Aim >>
Render every line of the rows below as a JSON list of strings, with one string per line and no blank lines.

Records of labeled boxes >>
###

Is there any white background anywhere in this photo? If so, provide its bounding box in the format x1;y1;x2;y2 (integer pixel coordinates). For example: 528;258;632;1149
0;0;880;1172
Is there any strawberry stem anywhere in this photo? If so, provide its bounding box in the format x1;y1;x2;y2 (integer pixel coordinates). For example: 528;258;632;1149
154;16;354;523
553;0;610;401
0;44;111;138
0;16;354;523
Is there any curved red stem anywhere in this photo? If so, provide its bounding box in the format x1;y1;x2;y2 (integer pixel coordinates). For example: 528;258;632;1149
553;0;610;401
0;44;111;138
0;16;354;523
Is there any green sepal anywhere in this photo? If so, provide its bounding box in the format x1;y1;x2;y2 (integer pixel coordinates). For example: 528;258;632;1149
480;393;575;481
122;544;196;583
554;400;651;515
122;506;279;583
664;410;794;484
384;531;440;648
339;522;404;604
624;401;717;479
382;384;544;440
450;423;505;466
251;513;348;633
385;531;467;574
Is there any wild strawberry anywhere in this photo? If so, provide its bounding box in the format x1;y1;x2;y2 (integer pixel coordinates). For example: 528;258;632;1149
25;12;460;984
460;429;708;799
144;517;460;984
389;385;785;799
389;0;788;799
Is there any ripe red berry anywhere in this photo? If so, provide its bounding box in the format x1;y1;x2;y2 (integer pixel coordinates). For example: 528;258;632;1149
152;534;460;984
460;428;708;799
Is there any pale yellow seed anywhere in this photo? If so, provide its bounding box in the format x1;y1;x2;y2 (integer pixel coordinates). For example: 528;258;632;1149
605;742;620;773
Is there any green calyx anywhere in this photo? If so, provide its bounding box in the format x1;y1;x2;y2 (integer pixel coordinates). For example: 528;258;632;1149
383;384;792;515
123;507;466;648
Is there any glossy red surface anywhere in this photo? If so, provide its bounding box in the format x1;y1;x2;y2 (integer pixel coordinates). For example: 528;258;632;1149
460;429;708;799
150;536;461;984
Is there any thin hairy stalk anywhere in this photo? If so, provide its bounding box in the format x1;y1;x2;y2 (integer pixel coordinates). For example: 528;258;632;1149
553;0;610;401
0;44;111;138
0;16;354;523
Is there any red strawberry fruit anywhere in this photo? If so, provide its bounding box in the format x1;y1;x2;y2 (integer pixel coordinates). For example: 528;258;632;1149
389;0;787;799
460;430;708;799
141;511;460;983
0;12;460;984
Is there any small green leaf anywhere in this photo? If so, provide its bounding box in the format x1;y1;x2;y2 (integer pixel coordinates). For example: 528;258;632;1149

###

Final answer >>
[
  "Is there any white background anywhere in this photo? If so, provide its bounding box in the format x1;y1;x2;y2 (integer pixel coordinates). For example: 528;258;632;1149",
  "0;0;880;1172",
  "Is there any strawberry stem anywhere in this photo? If so, provide its bounding box in the format x1;y1;x2;y2 (integer pixel coordinates). For example: 528;258;632;1149",
  "154;16;354;523",
  "553;0;610;401",
  "0;44;111;138",
  "0;16;354;523",
  "Is there any curved red stem anywhere in this photo? If so, provide its bounding box in the format x1;y1;x2;y2 (integer pixel coordinates). For example: 528;258;632;1149",
  "553;0;610;401",
  "0;44;111;138",
  "0;16;354;523",
  "Is there any green sepal anywhere in this photo? If so, provide its bounding box in the format x1;y1;x2;y2 (integer pixel coordinates). For example: 528;258;632;1149",
  "480;393;575;481",
  "122;544;196;583",
  "554;400;651;515",
  "122;506;279;583",
  "664;410;794;484",
  "384;531;440;648",
  "339;522;404;604",
  "624;401;717;479",
  "382;384;544;440",
  "450;423;505;466",
  "251;513;348;633",
  "385;531;467;574",
  "Is there any wild strawberry anywhere in this photo? If so, provide its bounding box in the format x1;y1;x2;y2 (integer pixel coordinates). For example: 528;258;632;1149",
  "25;12;460;984",
  "460;429;708;799",
  "144;517;460;984",
  "389;385;785;799",
  "389;0;788;799",
  "Is there any ripe red berry anywhere in this photo? If so, provide its bounding box in the format x1;y1;x2;y2 (integer pixel coordinates). For example: 528;258;632;1149",
  "152;534;460;984",
  "460;428;708;799",
  "Is there any pale yellow seed anywhere in this photo? If so, provide its bounding box in the format x1;y1;x2;y2 (integer pixel coordinates). For example: 528;258;632;1149",
  "605;742;620;773",
  "Is there any green calyx anywhere in this photo? If so, provide its bounding box in the format x1;y1;x2;y2 (integer pixel coordinates). For example: 528;258;632;1149",
  "383;384;792;515",
  "123;507;466;648",
  "Is there any glossy red surface anywhere in this photo? If so, provide its bounding box in the format x1;y1;x2;y2 (integer pixel coordinates). For example: 528;258;632;1149",
  "460;429;708;799",
  "150;536;461;984",
  "Is there any thin hairy stalk anywhere in this photo? If so, provide its bounding box in the format x1;y1;x2;y2 (integer pixel coordinates). For example: 528;258;632;1149",
  "553;0;610;401",
  "0;44;111;138",
  "0;16;354;523",
  "Is there any red strawberry fruit anywhere in this photo? If so, provide its bounding box in the format x1;y1;x2;y2 (integer pixel coordinates). For example: 528;258;632;1149",
  "389;0;787;799",
  "460;430;708;799",
  "141;511;460;983",
  "0;12;460;984",
  "Is there any small green leaf anywhere in this photo? If so, provide its bounding box in the format x1;y1;x2;y2 (integer pixel coordinates). For example: 528;258;632;1149"
]